Instructions to follow: Line by line, reproduce the records exactly.
= = =
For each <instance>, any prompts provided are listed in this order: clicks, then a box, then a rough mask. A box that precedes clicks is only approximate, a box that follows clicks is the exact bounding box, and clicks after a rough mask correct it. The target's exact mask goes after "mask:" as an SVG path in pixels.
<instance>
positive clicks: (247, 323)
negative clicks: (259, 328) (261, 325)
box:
= = =
Finished exercise:
For each <instance>, any prompts provided are listed in this order: clicks, then a box, then a rough mask. A box that precedes clicks is only approximate, a box that follows clicks is the exact bounding box, and clicks after a rough mask correct it. The target's exact mask goes after "mask:" as an SVG path in pixels.
<instance>
positive clicks: (247, 323)
negative clicks: (259, 328) (261, 325)
box:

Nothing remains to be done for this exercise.